[Source information — start]

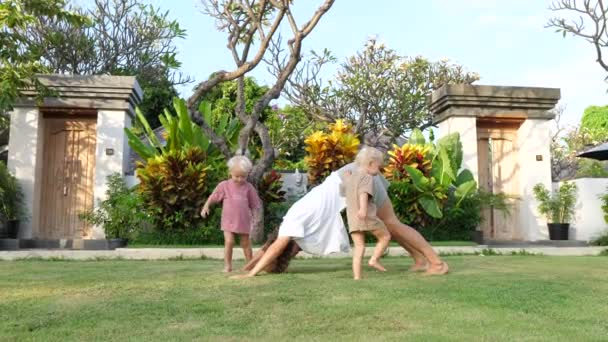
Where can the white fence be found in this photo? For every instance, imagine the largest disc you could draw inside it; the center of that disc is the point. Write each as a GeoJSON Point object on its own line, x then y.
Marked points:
{"type": "Point", "coordinates": [588, 221]}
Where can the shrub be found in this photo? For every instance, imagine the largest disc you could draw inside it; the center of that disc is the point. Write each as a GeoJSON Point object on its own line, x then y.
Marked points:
{"type": "Point", "coordinates": [604, 199]}
{"type": "Point", "coordinates": [11, 196]}
{"type": "Point", "coordinates": [557, 207]}
{"type": "Point", "coordinates": [173, 188]}
{"type": "Point", "coordinates": [121, 213]}
{"type": "Point", "coordinates": [458, 221]}
{"type": "Point", "coordinates": [422, 175]}
{"type": "Point", "coordinates": [327, 152]}
{"type": "Point", "coordinates": [601, 240]}
{"type": "Point", "coordinates": [272, 197]}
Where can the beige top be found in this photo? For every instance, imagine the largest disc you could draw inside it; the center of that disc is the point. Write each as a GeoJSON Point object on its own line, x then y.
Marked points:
{"type": "Point", "coordinates": [360, 182]}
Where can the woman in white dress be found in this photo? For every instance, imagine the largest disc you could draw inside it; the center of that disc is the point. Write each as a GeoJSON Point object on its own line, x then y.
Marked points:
{"type": "Point", "coordinates": [314, 224]}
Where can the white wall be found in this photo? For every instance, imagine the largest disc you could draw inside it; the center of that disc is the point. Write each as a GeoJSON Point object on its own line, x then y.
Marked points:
{"type": "Point", "coordinates": [588, 220]}
{"type": "Point", "coordinates": [25, 162]}
{"type": "Point", "coordinates": [533, 138]}
{"type": "Point", "coordinates": [467, 127]}
{"type": "Point", "coordinates": [110, 134]}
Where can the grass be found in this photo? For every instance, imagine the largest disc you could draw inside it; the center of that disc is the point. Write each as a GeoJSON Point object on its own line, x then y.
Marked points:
{"type": "Point", "coordinates": [393, 244]}
{"type": "Point", "coordinates": [497, 298]}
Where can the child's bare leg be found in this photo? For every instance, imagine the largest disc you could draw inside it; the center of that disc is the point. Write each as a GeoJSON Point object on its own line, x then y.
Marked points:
{"type": "Point", "coordinates": [246, 246]}
{"type": "Point", "coordinates": [228, 245]}
{"type": "Point", "coordinates": [256, 257]}
{"type": "Point", "coordinates": [383, 237]}
{"type": "Point", "coordinates": [269, 256]}
{"type": "Point", "coordinates": [358, 251]}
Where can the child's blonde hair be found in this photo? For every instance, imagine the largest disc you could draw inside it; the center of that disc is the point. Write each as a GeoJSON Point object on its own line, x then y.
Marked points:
{"type": "Point", "coordinates": [241, 162]}
{"type": "Point", "coordinates": [368, 154]}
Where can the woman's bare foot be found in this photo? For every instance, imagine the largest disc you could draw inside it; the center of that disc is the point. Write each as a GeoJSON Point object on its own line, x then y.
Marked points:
{"type": "Point", "coordinates": [437, 269]}
{"type": "Point", "coordinates": [241, 276]}
{"type": "Point", "coordinates": [376, 265]}
{"type": "Point", "coordinates": [418, 267]}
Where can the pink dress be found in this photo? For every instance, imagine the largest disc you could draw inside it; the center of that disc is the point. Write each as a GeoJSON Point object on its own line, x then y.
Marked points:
{"type": "Point", "coordinates": [239, 201]}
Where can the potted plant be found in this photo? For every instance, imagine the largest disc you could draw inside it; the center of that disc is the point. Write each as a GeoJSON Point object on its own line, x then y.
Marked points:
{"type": "Point", "coordinates": [11, 202]}
{"type": "Point", "coordinates": [119, 214]}
{"type": "Point", "coordinates": [558, 208]}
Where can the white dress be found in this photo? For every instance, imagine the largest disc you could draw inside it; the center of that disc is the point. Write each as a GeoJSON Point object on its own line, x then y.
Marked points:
{"type": "Point", "coordinates": [314, 221]}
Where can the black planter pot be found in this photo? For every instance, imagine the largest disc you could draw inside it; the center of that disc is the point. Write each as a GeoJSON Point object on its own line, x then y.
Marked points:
{"type": "Point", "coordinates": [477, 237]}
{"type": "Point", "coordinates": [558, 231]}
{"type": "Point", "coordinates": [12, 229]}
{"type": "Point", "coordinates": [117, 243]}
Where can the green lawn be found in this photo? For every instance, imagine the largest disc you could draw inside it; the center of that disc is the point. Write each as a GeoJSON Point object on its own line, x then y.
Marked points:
{"type": "Point", "coordinates": [502, 298]}
{"type": "Point", "coordinates": [393, 244]}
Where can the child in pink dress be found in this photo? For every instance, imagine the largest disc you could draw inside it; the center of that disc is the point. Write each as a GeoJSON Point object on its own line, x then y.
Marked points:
{"type": "Point", "coordinates": [240, 199]}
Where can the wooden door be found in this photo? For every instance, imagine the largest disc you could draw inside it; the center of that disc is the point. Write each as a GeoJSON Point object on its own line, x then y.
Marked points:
{"type": "Point", "coordinates": [499, 173]}
{"type": "Point", "coordinates": [69, 166]}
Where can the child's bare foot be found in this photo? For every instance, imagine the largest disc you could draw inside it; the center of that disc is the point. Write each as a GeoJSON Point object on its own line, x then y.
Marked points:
{"type": "Point", "coordinates": [418, 267]}
{"type": "Point", "coordinates": [437, 269]}
{"type": "Point", "coordinates": [376, 265]}
{"type": "Point", "coordinates": [241, 276]}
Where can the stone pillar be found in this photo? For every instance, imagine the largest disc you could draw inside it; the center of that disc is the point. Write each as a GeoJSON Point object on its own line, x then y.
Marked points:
{"type": "Point", "coordinates": [25, 162]}
{"type": "Point", "coordinates": [463, 108]}
{"type": "Point", "coordinates": [533, 139]}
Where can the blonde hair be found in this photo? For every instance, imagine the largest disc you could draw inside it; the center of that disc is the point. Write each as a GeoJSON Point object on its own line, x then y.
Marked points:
{"type": "Point", "coordinates": [240, 162]}
{"type": "Point", "coordinates": [368, 154]}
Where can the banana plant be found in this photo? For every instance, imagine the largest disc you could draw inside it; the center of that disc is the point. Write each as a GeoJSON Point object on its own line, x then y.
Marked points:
{"type": "Point", "coordinates": [181, 132]}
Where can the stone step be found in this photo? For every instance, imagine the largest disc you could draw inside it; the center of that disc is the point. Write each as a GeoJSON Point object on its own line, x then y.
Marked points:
{"type": "Point", "coordinates": [68, 244]}
{"type": "Point", "coordinates": [546, 243]}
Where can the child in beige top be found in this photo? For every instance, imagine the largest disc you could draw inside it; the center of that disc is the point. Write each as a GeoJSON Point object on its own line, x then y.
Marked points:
{"type": "Point", "coordinates": [358, 188]}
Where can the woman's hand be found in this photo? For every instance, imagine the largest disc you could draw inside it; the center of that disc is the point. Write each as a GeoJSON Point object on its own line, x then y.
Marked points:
{"type": "Point", "coordinates": [205, 211]}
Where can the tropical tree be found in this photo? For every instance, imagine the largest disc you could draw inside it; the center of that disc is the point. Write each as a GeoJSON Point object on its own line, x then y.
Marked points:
{"type": "Point", "coordinates": [19, 56]}
{"type": "Point", "coordinates": [382, 93]}
{"type": "Point", "coordinates": [585, 19]}
{"type": "Point", "coordinates": [123, 37]}
{"type": "Point", "coordinates": [251, 27]}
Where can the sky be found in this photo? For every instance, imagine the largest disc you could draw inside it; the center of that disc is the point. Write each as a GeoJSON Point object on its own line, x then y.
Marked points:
{"type": "Point", "coordinates": [506, 42]}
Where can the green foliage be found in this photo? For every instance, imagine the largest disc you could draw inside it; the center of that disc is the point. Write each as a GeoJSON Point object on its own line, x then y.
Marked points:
{"type": "Point", "coordinates": [423, 175]}
{"type": "Point", "coordinates": [381, 92]}
{"type": "Point", "coordinates": [286, 164]}
{"type": "Point", "coordinates": [181, 132]}
{"type": "Point", "coordinates": [595, 119]}
{"type": "Point", "coordinates": [458, 221]}
{"type": "Point", "coordinates": [588, 168]}
{"type": "Point", "coordinates": [601, 240]}
{"type": "Point", "coordinates": [287, 126]}
{"type": "Point", "coordinates": [223, 98]}
{"type": "Point", "coordinates": [270, 188]}
{"type": "Point", "coordinates": [462, 215]}
{"type": "Point", "coordinates": [272, 197]}
{"type": "Point", "coordinates": [205, 233]}
{"type": "Point", "coordinates": [19, 56]}
{"type": "Point", "coordinates": [121, 213]}
{"type": "Point", "coordinates": [558, 207]}
{"type": "Point", "coordinates": [11, 196]}
{"type": "Point", "coordinates": [604, 199]}
{"type": "Point", "coordinates": [174, 188]}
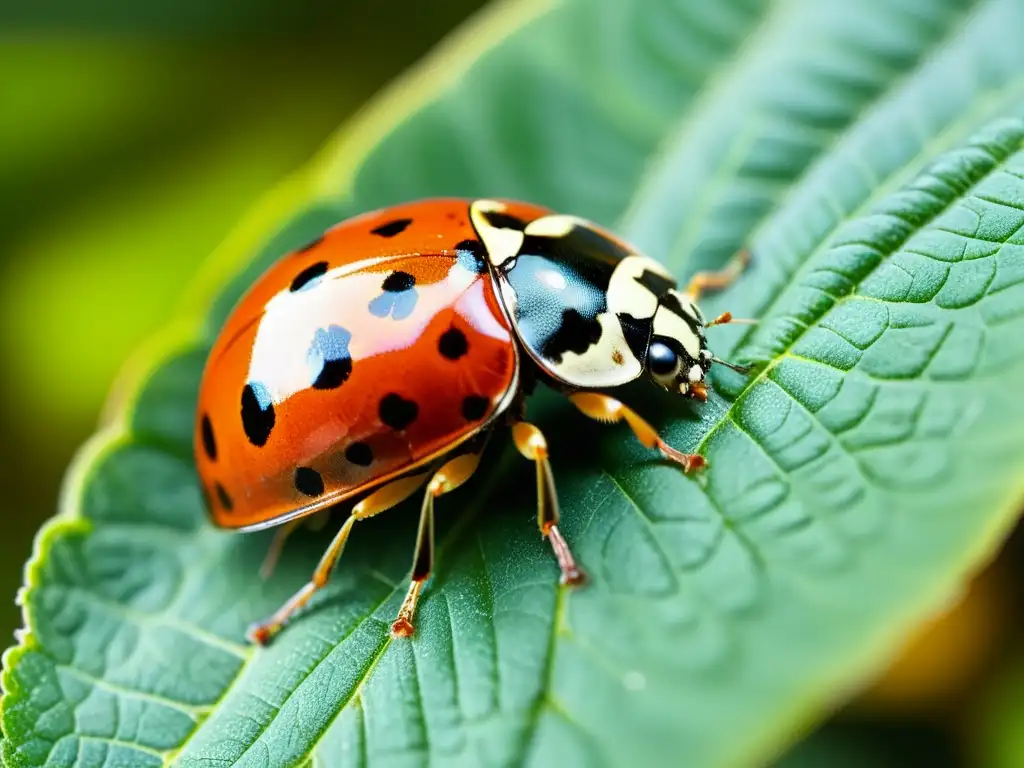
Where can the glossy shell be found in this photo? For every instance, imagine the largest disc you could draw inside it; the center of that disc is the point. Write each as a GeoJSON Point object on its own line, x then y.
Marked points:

[Source information — finish]

Task objective |
Copy nothing but the lines from the start of the entries through the line with "Where can the white wall". Write them out exactly, without pictures.

Result |
Where can the white fence be found in this photo? For every instance, imagine the largest disc you could draw inside it; the center of that disc is the point. Write each as a GeoJSON Point object on its own line, x then y.
Marked points:
{"type": "Point", "coordinates": [588, 221]}
Where can the shrub be found in this photo? For every instance, imagine the largest disc you could draw inside it; the center of that disc is the point. Write each as a GeoJSON Point object on its own line, x then y.
Marked points:
{"type": "Point", "coordinates": [604, 199]}
{"type": "Point", "coordinates": [11, 196]}
{"type": "Point", "coordinates": [557, 207]}
{"type": "Point", "coordinates": [173, 188]}
{"type": "Point", "coordinates": [121, 213]}
{"type": "Point", "coordinates": [458, 221]}
{"type": "Point", "coordinates": [422, 175]}
{"type": "Point", "coordinates": [327, 152]}
{"type": "Point", "coordinates": [601, 240]}
{"type": "Point", "coordinates": [272, 197]}
Where can the beige top be found in this photo? For every instance, imagine the largest disc you could draw inside it; the center of that disc is the point. Write each as a GeoJSON Point object on its own line, x then y.
Marked points:
{"type": "Point", "coordinates": [360, 182]}
Where can the woman in white dress be found in this photo? For every instance, imagine the largest disc you could draw inside it; the center of that disc is the point. Write each as a GeoJSON Point object on its own line, x then y.
Marked points:
{"type": "Point", "coordinates": [314, 224]}
Where can the white wall be found in this photo? For every instance, imagine the largest disc you could draw inside it; the center of that disc is the point. Write each as a GeoJSON Point object on its own line, x then y.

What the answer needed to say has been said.